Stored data
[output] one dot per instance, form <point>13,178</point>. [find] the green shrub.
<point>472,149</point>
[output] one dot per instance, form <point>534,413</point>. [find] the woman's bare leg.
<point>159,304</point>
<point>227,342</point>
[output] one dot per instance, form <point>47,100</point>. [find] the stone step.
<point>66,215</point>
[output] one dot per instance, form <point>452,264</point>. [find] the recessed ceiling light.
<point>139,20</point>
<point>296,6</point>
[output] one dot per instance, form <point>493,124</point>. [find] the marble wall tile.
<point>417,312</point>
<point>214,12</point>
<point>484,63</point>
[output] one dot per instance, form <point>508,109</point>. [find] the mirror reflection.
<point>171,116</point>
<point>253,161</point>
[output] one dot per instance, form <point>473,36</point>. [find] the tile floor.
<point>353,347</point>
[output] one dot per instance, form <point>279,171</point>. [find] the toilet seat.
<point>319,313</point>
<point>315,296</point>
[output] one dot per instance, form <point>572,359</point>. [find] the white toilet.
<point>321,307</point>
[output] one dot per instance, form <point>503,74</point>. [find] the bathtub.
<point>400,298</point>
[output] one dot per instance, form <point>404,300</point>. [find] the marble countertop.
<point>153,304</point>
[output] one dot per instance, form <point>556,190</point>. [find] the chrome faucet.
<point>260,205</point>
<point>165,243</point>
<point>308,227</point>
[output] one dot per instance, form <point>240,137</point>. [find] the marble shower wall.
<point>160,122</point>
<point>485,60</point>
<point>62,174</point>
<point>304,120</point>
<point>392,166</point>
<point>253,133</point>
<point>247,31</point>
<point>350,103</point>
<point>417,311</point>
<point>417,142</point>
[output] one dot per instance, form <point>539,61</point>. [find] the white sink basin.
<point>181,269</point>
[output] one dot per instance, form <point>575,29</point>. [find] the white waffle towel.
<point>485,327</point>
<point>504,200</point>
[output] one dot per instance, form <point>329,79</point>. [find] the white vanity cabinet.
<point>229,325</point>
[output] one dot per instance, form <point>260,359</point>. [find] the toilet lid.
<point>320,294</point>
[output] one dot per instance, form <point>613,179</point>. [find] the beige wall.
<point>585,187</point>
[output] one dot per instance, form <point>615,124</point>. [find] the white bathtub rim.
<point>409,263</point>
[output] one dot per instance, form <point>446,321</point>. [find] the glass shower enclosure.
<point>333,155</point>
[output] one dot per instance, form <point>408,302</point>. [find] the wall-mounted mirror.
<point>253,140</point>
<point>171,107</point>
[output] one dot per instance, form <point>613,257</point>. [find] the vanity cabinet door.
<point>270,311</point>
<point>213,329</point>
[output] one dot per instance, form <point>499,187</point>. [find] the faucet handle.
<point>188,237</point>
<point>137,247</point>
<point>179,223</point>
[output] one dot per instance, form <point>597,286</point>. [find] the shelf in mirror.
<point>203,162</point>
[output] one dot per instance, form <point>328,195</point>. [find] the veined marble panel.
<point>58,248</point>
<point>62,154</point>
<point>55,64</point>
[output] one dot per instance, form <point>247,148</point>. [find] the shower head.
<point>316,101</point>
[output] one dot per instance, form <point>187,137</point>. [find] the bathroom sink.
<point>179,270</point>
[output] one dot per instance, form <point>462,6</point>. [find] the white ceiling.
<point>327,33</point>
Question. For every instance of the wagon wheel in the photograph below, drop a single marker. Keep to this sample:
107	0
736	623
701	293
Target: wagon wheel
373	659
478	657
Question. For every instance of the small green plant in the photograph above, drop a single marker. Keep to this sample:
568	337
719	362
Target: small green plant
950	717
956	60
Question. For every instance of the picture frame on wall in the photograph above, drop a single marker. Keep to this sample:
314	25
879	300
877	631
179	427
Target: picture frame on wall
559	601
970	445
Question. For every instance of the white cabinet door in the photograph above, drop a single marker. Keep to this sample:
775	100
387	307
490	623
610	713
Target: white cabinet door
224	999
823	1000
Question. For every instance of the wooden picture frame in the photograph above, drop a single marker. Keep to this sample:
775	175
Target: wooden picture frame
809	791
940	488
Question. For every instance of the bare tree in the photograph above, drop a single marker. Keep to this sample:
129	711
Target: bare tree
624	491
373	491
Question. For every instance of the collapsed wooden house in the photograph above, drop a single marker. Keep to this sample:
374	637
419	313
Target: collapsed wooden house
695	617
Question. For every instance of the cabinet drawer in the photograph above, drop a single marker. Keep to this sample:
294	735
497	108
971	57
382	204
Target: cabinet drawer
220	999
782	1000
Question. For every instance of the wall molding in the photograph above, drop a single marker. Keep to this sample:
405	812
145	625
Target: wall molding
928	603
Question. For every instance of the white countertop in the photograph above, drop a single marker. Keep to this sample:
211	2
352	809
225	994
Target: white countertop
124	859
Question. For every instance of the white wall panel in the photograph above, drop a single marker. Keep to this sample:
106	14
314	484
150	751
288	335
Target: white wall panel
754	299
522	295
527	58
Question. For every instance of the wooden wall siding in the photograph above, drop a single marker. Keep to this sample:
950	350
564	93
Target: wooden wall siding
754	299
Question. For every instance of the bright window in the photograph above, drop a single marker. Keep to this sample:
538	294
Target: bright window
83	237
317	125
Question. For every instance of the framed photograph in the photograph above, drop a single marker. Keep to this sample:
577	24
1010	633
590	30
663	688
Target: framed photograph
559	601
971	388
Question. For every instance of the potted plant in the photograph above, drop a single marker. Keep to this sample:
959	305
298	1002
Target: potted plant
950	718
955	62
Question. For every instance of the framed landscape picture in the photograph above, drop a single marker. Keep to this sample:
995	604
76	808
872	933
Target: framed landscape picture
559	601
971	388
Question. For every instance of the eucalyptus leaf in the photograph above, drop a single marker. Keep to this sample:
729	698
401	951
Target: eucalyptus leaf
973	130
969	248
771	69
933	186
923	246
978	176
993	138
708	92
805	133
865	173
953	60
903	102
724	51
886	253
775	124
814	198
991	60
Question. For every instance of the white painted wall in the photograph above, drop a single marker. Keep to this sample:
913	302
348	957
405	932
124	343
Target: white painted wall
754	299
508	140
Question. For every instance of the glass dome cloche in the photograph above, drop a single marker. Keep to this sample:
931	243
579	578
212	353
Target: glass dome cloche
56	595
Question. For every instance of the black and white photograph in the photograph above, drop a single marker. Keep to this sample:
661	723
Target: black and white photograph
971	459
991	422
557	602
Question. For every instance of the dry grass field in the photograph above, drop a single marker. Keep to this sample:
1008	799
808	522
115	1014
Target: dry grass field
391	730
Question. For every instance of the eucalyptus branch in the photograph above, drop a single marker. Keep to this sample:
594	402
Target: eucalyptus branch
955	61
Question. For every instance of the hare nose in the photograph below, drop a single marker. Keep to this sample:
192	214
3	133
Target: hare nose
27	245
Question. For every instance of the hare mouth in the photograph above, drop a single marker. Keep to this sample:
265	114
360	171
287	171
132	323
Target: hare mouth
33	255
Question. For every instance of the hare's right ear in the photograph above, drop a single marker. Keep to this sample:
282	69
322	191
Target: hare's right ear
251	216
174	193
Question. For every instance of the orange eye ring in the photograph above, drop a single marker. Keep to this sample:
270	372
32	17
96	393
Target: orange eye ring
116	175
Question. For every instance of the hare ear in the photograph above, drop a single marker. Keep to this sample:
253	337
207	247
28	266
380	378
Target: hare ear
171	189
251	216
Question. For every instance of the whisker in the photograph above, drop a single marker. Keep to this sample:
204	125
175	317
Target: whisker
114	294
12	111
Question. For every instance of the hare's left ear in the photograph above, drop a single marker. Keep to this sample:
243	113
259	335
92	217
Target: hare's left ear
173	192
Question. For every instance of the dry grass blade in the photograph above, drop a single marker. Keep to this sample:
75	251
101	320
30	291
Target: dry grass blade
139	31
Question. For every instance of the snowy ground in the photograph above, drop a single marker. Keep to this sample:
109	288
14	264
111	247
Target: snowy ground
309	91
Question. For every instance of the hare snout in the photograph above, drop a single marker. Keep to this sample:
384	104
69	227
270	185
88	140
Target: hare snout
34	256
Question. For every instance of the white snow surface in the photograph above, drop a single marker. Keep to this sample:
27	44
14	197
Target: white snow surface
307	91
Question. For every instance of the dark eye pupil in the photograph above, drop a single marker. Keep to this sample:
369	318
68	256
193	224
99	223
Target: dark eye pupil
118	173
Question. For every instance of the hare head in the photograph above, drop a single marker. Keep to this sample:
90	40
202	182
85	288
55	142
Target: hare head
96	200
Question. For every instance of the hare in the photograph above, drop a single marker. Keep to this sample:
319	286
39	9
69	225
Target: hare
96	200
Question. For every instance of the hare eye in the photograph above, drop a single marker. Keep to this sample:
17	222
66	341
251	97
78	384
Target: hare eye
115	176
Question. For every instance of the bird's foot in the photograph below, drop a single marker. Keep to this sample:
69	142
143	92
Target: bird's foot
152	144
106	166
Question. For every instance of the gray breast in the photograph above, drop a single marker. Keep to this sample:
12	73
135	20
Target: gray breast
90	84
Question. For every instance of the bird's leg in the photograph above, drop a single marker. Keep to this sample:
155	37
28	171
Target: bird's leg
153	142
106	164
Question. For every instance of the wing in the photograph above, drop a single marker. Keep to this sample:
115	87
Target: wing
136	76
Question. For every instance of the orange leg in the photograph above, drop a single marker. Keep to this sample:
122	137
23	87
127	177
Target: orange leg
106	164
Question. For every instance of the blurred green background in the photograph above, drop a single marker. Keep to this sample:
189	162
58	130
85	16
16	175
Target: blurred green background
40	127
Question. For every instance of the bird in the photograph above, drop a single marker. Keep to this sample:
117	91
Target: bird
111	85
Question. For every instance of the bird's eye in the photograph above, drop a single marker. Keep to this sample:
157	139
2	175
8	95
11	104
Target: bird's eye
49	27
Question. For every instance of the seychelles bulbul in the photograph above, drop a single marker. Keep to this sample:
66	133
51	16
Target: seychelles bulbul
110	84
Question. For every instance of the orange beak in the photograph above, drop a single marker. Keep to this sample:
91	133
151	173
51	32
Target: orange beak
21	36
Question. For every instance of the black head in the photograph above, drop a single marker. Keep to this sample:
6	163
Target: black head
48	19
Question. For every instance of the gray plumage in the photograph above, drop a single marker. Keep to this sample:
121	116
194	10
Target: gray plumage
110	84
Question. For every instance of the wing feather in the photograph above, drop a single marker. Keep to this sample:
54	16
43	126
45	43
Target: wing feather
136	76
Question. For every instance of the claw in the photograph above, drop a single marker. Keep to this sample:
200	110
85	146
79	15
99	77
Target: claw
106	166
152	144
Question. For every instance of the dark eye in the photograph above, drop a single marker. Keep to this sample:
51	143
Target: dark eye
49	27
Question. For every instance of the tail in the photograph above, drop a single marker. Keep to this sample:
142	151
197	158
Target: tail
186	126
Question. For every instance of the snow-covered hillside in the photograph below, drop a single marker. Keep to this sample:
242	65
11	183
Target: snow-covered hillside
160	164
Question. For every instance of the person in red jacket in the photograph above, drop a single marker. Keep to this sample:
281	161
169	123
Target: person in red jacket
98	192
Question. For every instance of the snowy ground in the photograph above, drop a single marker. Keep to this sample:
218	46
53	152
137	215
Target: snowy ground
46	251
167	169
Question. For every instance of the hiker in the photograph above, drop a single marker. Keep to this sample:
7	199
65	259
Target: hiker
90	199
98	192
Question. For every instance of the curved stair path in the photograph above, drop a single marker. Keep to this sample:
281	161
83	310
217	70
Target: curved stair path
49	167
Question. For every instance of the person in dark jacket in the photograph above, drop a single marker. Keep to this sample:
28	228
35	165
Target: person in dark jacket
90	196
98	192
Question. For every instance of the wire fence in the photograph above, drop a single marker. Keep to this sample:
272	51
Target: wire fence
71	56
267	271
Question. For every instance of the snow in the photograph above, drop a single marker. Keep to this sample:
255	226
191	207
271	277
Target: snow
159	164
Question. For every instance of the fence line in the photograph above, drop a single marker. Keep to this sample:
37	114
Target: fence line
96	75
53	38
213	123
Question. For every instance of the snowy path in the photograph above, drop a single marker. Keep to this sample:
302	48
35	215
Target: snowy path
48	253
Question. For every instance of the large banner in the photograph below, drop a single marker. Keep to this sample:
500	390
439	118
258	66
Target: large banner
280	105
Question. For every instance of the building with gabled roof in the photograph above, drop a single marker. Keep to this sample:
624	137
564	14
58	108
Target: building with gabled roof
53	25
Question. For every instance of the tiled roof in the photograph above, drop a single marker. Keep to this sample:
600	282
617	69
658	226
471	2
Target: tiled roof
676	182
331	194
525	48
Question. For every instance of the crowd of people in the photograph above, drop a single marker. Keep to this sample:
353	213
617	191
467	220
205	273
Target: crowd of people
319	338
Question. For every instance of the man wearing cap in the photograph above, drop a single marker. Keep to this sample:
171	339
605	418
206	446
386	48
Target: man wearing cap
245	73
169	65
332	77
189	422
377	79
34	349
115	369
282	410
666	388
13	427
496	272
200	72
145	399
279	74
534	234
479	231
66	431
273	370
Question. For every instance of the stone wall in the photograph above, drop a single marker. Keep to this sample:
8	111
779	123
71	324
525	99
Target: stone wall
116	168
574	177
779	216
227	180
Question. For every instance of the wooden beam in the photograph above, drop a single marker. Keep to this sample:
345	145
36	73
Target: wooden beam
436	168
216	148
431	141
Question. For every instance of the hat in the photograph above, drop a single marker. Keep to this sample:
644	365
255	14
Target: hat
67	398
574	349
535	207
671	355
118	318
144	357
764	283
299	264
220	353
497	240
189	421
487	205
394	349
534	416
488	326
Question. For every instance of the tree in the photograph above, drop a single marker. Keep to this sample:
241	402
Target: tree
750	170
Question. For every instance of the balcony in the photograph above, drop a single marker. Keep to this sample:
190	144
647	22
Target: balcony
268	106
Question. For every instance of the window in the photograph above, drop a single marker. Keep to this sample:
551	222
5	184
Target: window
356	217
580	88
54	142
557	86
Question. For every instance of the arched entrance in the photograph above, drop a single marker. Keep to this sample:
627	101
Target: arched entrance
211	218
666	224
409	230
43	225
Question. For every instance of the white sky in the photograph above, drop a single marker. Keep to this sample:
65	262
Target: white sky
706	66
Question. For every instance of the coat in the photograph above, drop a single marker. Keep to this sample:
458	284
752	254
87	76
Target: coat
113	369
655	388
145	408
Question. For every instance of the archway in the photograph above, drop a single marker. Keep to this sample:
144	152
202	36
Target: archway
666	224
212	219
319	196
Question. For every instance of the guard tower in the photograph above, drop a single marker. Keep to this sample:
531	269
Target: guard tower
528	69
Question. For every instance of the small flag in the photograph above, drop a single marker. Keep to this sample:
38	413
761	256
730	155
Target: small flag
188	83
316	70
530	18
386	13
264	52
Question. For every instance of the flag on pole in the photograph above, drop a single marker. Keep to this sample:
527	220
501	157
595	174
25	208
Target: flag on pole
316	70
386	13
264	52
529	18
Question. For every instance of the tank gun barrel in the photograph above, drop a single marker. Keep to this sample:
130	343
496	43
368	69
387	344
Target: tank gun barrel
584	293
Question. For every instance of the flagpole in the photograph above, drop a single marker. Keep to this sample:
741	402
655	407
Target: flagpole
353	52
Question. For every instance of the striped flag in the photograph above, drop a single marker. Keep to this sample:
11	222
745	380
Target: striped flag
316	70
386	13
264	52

▸ Aim of the task: Word for word, restate the lines above from the line containing "Question. For every instance of the coat" through the line containing "Question. For every instance of the tank", with both included and nothing else.

▸ Your response:
Question. For every instance of the coat in the photograph above, drop a single marker. Keep to this sample:
458	284
752	254
87	76
Target: coat
113	369
655	388
145	408
Question. For every instance of the archway in the photograph above, drop a single marker. Keep to this sample:
144	152
202	36
Target: archway
666	224
212	219
319	196
Question. For every instance of the guard tower in the photograph above, drop a single marker. Keep to this sample:
531	269
Target: guard tower
528	69
Question. For every instance of the small flag in the photograph above, drop a single marker. Keep to this sample:
38	413
761	256
730	155
Target: small flag
188	83
316	70
530	18
386	13
264	52
Question. For every instance of the flag on pole in the photograph above, drop a single marker. Keep to this sample:
527	220
501	157
595	174
25	208
Target: flag on pole
316	70
386	13
264	52
529	18
Question. For every instance of the tank gun barrel in the photograph above, drop a single marker. Keep to this sample:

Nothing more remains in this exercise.